## DOCUMENT SEGMENT:
## Start
This opposing track, as alluded to by Rawson, is the custom surfboard. Unlike almost any other activity, surfing is one of the few pursuits where the average practitioner can still get a one-of-one, hand-made tool for a specific purpose. Despite being pushed to the fringes by mass production, this vital and vibrant cottage industry is sustained by work going on in backyards, garage bays, and glass shops around the globe. The strangest fact about our custom industry, which includes the collective intelligence of generations of shaper-designers, might be that in many cases, if not most, the custom approach attracts a discount, not a premium. You cut out the middleman and deal directly with the shaper. A lower price point follows.
Aside from a ten-year period during and after the Shortboard Revolution, which led to the hegemony of the thruster, quiver theory and reality have never been more diverse and more complex than they are today. The major difference now, however, is that modern understanding allows us to reverse engineer shapes and designs that were left on the vine in that first frenzy of discovery.
Quivers can now be adjusted for a specific place, approach, state of mind, and stage of life. Crowds might be a fly in the ointment in most surfers’ daily reality, but in terms of the development of tools to ride natural and even man-made waves, we’ve never had it so good. In the words of Rawson, “It’s a great time for design.”
What follows are several shapers’ opinions on what constitutes a pared-back, two-board quiver, drawn mostly from the custom side of the surfboard building equation. Some suggestions are for specialists, while some come from generalist starting points and templates. All offer insight into customizing and fine-tuning a minimalist board selection for different ability levels and wave types. Obviously, a certain shaper’s board choices will reflect the region in which he shapes. The East Coast of Australia, dragon slayers for South Pacific caverns, and high-performance speed rockets for J-Bay walls are discussed. Sleds built for California and time-honored selections for Hawaii also get a run.
What stands out is the variance of the “modern” surfboard from shape to construction, to both the casual observer and the critical eye. Beyond the industry standard of coupling and marketing state-of-the-art designs to professional surfer’s performances, there’s an incredible richness of ecosystem for every surfer to wander through.
1. Experimentalist Offerings
Bryan Bates
Byron Bay, New South Wales
The East Coast of Australia remains a rewarding surf destination, especially for those with time on their hands. Anyone and everyone, from a 20 year old on their first road trip to a 50 year old in recovery mode from divorce, can find sanctuary in the nooks and crannies north and south of the hyper-crowds of Sydney and the Gold Coast. Numerous custom shapers found in regional centers and bush nooks offer freedom to stray from high- performance models.
## End
## REQUIRED ACTIONS:
#1 Set down everything in the surfboard passage from "Aside from a" down to "frenzy of discovery.", word for word.
#2 For each statement below, say yes or no according to the surfboard passage, and quote the words that decide it.
(a) In many cases a custom board costs less rather than more.
(b) Bryan Bates shapes in Sydney.
(c) All of the shapers' suggestions are meant for specialists.

## SOURCE DATA:
## Start
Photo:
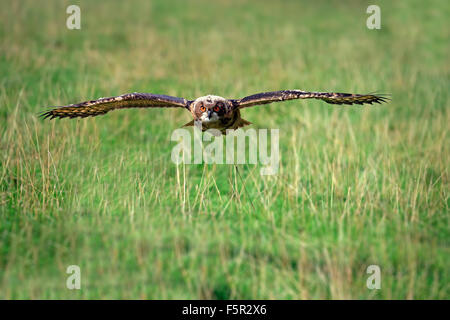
## End
## SOLUTIONS FOR EACH TASK:
#1
Aside from a ten-year period during and after the Shortboard Revolution, which led to the hegemony of the thruster, quiver theory and reality have never been more diverse and more complex than they are today. The major difference now, however, is that modern understanding allows us to reverse engineer shapes and designs that were left on the vine in that first frenzy of discovery.

#2
(a) Yes: "in many cases, if not most, the custom approach attracts a discount, not a premium."
(b) No: "Byron Bay, New South Wales"
(c) No: "Some suggestions are for specialists, while some come from generalist starting points and templates."